Bon Jovi fans were treated to a unique experience on May 22 as drive-in theaters across North America showed a concert film the band made exclusively for this one-night-only event (via Encore Drive-in Nights). More than 400 venues participated, but Samantha Cottrell, Events Manager at Warwick Drive-In Theater (40 miles northwest of New York City), says that her venue is the best place to capture the vibe of what this type of airing is about. “We were the first theater to sell out, out of everybody in the United States,” she says. “I think it’s because [Warwick] has been here for 52 years – we’re known.”
Debbie Lightner, a self-confessed “superfan” from northern New Jersey, has another theory about why this particular location can lay claim as this event’s epicenter: “It’s the closest one to North Jersey, where [Jon Bon Jovi] has most of his fans.” This means, she says, that for Bon Jovi’s native state fanbase, “This is totally the home turf.”
Lightner and her friends are parked in the VIP section, where attendees arrived two hours before showtime for spots in the first row of cars. Up and down the VIP line, people excitedly talk of how this is their first “concert” as the COVID-19 pandemic wanes, and how they’ve missed their fellow Bon Jovi fans, who they first met at the band’s concerts decades ago.

__EXTRACTED ENTRIES__:
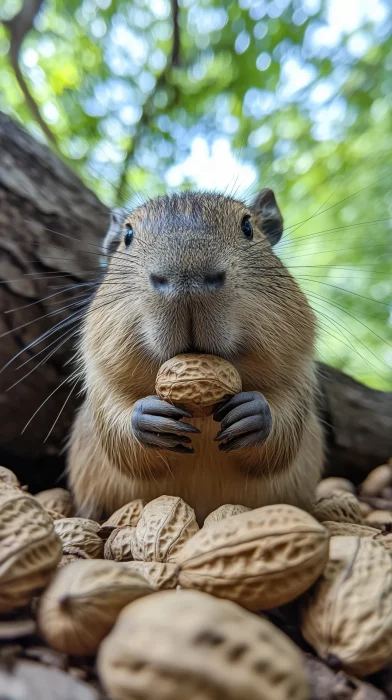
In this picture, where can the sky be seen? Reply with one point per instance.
(215, 166)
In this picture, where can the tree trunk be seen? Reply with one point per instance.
(51, 227)
(50, 230)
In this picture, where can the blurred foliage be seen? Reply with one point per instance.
(292, 94)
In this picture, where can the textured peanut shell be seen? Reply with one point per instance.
(59, 500)
(260, 559)
(80, 533)
(225, 511)
(376, 481)
(74, 555)
(197, 382)
(349, 529)
(385, 539)
(159, 574)
(119, 545)
(127, 515)
(343, 507)
(347, 615)
(379, 517)
(185, 645)
(166, 524)
(364, 508)
(83, 602)
(333, 484)
(8, 478)
(29, 548)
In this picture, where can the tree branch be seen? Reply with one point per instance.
(175, 57)
(162, 80)
(18, 27)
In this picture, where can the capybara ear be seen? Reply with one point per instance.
(268, 216)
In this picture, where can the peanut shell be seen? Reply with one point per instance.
(59, 500)
(83, 602)
(119, 545)
(158, 574)
(127, 515)
(347, 615)
(342, 507)
(8, 478)
(165, 526)
(80, 533)
(379, 517)
(349, 529)
(385, 539)
(225, 511)
(185, 645)
(197, 382)
(331, 485)
(377, 481)
(364, 508)
(29, 548)
(260, 559)
(68, 558)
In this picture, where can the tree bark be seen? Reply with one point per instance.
(51, 229)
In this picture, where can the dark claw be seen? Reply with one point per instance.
(245, 421)
(182, 449)
(156, 425)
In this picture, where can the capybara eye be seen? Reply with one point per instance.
(128, 235)
(247, 228)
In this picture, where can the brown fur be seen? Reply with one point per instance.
(260, 321)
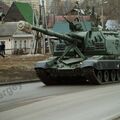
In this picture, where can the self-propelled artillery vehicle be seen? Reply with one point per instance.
(83, 55)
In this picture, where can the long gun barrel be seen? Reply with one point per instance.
(26, 27)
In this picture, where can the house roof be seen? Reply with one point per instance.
(19, 11)
(7, 29)
(10, 29)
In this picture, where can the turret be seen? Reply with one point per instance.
(26, 27)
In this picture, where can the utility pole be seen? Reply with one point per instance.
(102, 11)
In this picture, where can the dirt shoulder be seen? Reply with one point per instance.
(19, 68)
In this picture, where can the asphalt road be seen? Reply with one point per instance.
(83, 102)
(12, 96)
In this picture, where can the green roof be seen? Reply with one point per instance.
(26, 11)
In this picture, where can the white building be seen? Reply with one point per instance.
(16, 42)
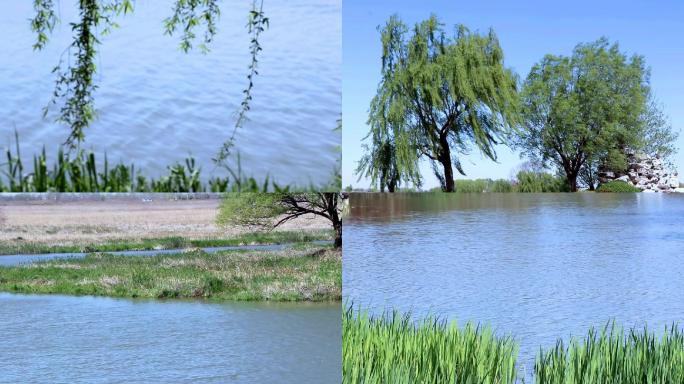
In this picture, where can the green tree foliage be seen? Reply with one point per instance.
(75, 86)
(270, 210)
(439, 96)
(585, 111)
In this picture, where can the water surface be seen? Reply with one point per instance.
(157, 105)
(535, 266)
(62, 339)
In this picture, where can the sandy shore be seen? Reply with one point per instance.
(92, 222)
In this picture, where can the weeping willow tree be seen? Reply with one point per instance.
(439, 96)
(195, 20)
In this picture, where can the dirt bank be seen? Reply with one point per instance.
(92, 222)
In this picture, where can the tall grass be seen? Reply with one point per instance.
(79, 172)
(305, 273)
(537, 182)
(484, 185)
(613, 356)
(617, 186)
(393, 349)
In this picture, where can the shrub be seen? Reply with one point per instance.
(617, 186)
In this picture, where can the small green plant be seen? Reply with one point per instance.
(483, 185)
(537, 182)
(617, 186)
(393, 349)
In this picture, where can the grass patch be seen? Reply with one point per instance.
(275, 237)
(393, 349)
(613, 356)
(525, 182)
(617, 186)
(313, 273)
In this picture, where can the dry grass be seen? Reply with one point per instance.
(96, 222)
(303, 273)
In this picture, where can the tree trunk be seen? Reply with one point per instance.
(572, 181)
(445, 159)
(337, 225)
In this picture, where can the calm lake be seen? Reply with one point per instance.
(61, 339)
(534, 266)
(154, 99)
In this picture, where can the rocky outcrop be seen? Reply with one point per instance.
(645, 172)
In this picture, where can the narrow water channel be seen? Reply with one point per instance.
(64, 339)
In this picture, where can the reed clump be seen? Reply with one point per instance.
(393, 349)
(79, 172)
(614, 356)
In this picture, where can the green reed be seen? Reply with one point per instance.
(613, 356)
(393, 349)
(79, 172)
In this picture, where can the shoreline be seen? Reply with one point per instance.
(305, 272)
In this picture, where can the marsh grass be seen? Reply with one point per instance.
(393, 349)
(525, 182)
(311, 273)
(617, 186)
(78, 172)
(279, 237)
(614, 356)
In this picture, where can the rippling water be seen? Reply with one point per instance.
(537, 267)
(61, 339)
(157, 105)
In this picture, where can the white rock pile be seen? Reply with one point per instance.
(645, 172)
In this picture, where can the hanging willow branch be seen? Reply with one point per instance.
(257, 23)
(74, 86)
(44, 22)
(189, 14)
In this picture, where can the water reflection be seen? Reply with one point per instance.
(61, 339)
(534, 266)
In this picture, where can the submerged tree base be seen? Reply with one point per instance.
(303, 273)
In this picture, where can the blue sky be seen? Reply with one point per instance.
(527, 30)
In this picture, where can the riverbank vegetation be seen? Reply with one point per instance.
(22, 247)
(306, 272)
(260, 209)
(525, 182)
(613, 356)
(443, 94)
(617, 186)
(81, 172)
(394, 348)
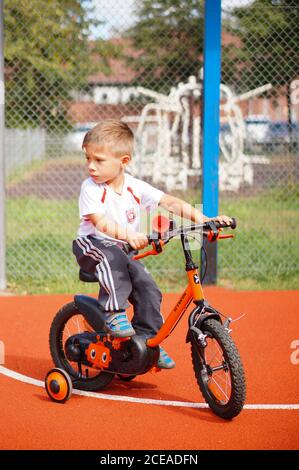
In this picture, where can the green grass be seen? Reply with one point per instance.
(264, 254)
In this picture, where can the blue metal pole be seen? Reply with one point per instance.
(211, 122)
(2, 172)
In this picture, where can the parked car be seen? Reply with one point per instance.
(73, 140)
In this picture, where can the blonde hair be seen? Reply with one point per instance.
(112, 135)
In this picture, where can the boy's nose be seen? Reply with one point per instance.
(91, 166)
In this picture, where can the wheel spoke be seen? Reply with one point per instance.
(220, 388)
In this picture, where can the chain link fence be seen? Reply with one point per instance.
(141, 61)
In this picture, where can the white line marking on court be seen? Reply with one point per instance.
(145, 401)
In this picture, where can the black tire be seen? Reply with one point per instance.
(98, 381)
(225, 404)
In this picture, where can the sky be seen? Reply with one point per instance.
(119, 14)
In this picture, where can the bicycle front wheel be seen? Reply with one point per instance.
(219, 371)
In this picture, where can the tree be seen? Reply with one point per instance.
(169, 34)
(48, 54)
(269, 52)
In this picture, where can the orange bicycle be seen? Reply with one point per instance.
(88, 358)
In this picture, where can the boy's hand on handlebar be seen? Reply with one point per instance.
(137, 240)
(222, 219)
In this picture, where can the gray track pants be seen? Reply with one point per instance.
(121, 279)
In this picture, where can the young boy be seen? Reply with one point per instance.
(110, 203)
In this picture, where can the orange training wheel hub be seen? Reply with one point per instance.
(58, 385)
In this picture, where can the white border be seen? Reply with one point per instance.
(145, 401)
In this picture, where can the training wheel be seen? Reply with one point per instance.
(58, 385)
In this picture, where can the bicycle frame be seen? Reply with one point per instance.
(193, 292)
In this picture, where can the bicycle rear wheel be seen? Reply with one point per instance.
(219, 371)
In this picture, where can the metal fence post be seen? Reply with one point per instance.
(2, 165)
(211, 123)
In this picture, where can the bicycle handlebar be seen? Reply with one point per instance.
(210, 230)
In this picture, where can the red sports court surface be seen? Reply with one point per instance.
(134, 415)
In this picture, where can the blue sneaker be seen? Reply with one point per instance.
(165, 362)
(118, 325)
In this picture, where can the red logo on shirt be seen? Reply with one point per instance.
(131, 215)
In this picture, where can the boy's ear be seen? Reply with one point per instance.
(125, 159)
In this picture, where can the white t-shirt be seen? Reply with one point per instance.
(124, 208)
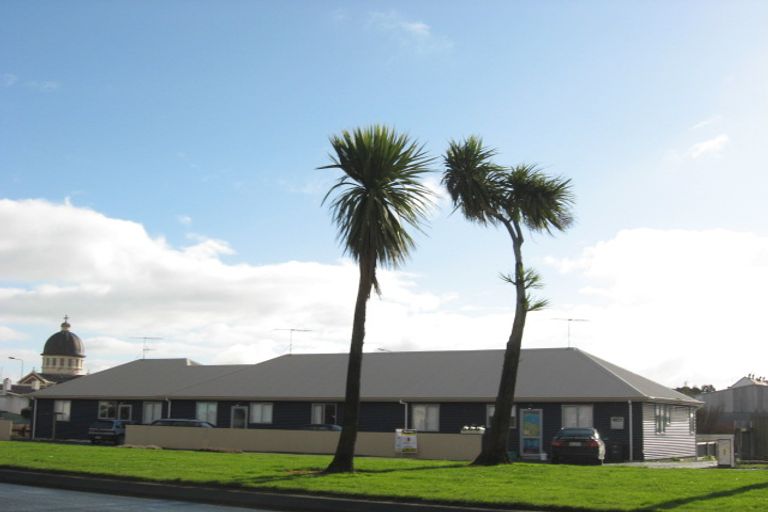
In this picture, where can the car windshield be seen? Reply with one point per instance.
(576, 432)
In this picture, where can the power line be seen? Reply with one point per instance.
(569, 320)
(290, 344)
(144, 347)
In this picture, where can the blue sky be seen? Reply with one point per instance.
(197, 127)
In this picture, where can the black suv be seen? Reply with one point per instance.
(112, 431)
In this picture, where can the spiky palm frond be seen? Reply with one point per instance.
(540, 202)
(471, 178)
(379, 193)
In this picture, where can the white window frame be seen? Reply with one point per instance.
(104, 410)
(320, 416)
(662, 417)
(585, 415)
(261, 412)
(490, 410)
(692, 421)
(151, 411)
(206, 411)
(62, 409)
(425, 417)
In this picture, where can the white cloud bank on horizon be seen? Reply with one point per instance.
(713, 146)
(673, 305)
(679, 305)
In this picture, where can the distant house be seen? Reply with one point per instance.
(742, 409)
(13, 398)
(62, 358)
(738, 404)
(428, 391)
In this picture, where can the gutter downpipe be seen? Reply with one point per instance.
(34, 417)
(631, 437)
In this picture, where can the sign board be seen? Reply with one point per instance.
(405, 441)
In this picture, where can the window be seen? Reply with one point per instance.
(490, 410)
(61, 409)
(107, 410)
(425, 417)
(324, 413)
(261, 413)
(577, 416)
(206, 411)
(152, 411)
(124, 412)
(663, 417)
(692, 421)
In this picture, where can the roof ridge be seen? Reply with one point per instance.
(238, 368)
(601, 363)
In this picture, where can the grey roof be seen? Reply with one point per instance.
(552, 375)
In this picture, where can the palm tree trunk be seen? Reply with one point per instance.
(494, 449)
(343, 460)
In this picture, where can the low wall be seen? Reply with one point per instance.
(5, 430)
(375, 444)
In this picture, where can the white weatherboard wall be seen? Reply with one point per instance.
(375, 444)
(677, 441)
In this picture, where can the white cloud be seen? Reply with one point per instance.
(712, 146)
(118, 282)
(673, 305)
(416, 35)
(692, 297)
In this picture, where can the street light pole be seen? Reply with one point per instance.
(22, 365)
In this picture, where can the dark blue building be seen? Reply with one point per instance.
(427, 391)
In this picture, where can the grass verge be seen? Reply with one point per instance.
(541, 486)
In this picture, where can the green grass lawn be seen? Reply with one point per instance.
(534, 485)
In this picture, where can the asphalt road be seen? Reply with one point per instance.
(22, 498)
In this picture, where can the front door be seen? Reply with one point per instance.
(530, 433)
(239, 417)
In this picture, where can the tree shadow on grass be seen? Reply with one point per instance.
(319, 472)
(415, 468)
(672, 504)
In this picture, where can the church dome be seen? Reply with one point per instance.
(64, 343)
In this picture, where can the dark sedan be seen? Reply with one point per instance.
(578, 445)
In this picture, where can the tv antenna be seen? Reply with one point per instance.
(569, 320)
(290, 339)
(144, 347)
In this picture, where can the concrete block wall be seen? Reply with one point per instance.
(375, 444)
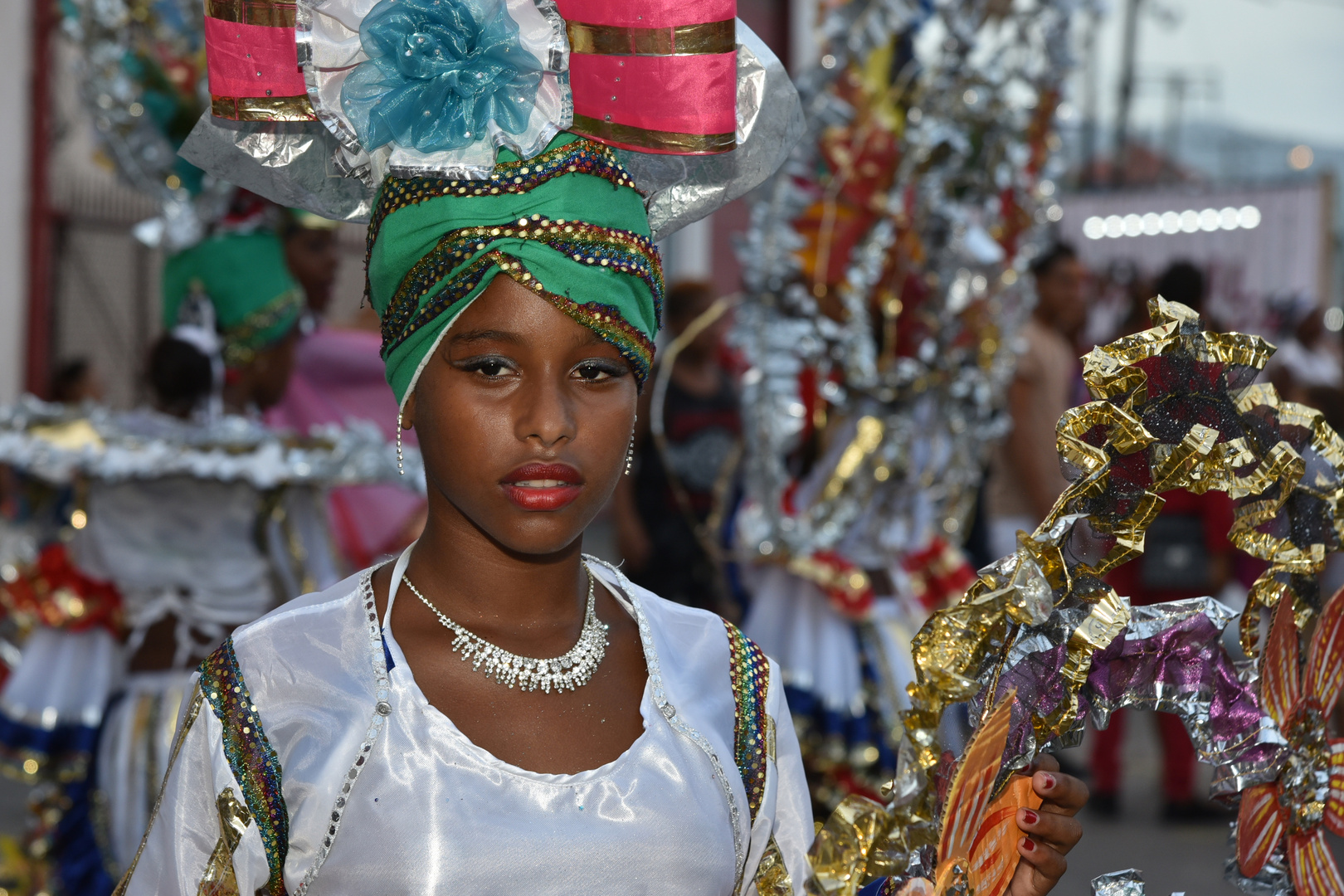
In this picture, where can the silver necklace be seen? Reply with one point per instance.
(567, 670)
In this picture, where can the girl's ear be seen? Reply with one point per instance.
(407, 416)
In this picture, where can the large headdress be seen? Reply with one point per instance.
(553, 141)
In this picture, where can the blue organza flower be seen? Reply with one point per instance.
(438, 71)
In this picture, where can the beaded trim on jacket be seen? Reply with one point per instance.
(251, 757)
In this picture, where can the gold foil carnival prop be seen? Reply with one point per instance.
(1175, 409)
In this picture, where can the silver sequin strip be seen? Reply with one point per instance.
(382, 709)
(670, 711)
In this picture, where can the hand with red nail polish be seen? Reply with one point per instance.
(1051, 832)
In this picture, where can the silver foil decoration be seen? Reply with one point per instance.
(61, 444)
(305, 165)
(299, 164)
(682, 190)
(1120, 883)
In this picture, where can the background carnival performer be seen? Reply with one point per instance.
(338, 377)
(886, 278)
(179, 527)
(519, 308)
(670, 512)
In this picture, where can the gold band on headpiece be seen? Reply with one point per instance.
(668, 141)
(679, 41)
(277, 14)
(262, 108)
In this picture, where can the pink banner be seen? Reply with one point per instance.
(647, 14)
(251, 61)
(683, 95)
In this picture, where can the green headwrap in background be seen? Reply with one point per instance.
(245, 277)
(566, 223)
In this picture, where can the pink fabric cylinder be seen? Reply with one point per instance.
(656, 14)
(680, 95)
(251, 61)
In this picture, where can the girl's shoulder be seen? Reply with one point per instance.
(320, 653)
(699, 664)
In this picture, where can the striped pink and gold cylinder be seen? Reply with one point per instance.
(655, 75)
(253, 62)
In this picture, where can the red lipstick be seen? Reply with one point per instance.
(543, 486)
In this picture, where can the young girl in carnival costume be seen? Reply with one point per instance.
(494, 711)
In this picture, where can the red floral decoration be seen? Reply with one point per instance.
(56, 594)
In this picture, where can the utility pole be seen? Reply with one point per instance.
(1127, 91)
(1089, 125)
(41, 231)
(1177, 89)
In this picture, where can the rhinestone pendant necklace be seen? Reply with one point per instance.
(565, 672)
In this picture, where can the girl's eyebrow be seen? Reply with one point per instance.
(488, 336)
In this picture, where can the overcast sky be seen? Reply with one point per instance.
(1280, 63)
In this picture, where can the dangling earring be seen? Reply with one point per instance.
(401, 470)
(629, 450)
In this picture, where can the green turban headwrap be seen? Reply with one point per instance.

__ACTIVITIES__:
• 1. Write out the part of the Bon Jovi drive-in article from "Debbie Lightner, a" up to and including "concerts decades ago.".
• 2. Pick up the Bon Jovi drive-in article after its last sentence and carry it on.
Nothing in the records matters here.

__EXERCISE ANSWERS__:
• 1.
Debbie Lightner, a self-confessed “superfan” from northern New Jersey, has another theory about why this particular location can lay claim as this event’s epicenter: “It’s the closest one to North Jersey, where [Jon Bon Jovi] has most of his fans.” This means, she says, that for Bon Jovi’s native state fanbase, “This is totally the home turf.”
Lightner and her friends are parked in the VIP section, where attendees arrived two hours before showtime for spots in the first row of cars. Up and down the VIP line, people excitedly talk of how this is their first “concert” as the COVID-19 pandemic wanes, and how they’ve missed their fellow Bon Jovi fans, who they first met at the band’s concerts decades ago.

• 2.
The happy atmosphere intensifies as the general admission parking area fills up an hour before the show begins. A party vibe pervades, but this is a family-friendly event, with kids scampering across the grass as adults relax on lawn chairs and picnic blankets in the summer-like heat and humidity. When the sun sets, 322 cars are gathered around the drive-in’s three screens, with more than 1,000 people primed for what comes next.
The crowd let out a hearty cheer when the screens flicker on and the opening act, singer-songwriter Dean Lewis, appears for a short set. The music echoes around the field, playing on hundreds of radios. When Jon Bon Jovi and his band come on, audience members dance beside their cars and sing along, especially during the big hits such as “Bad Medicine,” “I’ll Be There for You,” and “Livin’ on a Prayer.”
This concert was recorded in April at the Paramount Theatre in Asbury Park, New Jersey, but Jon Bon Jovi attempts to conjure up the same communal feeling that a live show would bring. “Honk your horn – flash your lights,” he commands the audience. And they do. It feels similar to watching a band on a Jumbotron screen from the back of an arena show. Lightner agrees. “This is just like being at a concert – same exact experience,” she says.
After the word “ENCORE” flashes on the screen, the band closes the show with an emotional version of “Wanted Dead or Alive.” People cheer and honk their horns in one last burst of enthusiasm before packing up and driving off. This event is finished, but Cottrell believes it isn’t really the end: “I don’t think it’s something that’s going to go away once the pandemic is over,” she says of these concerts under the stars. “It’s a beautiful night out.”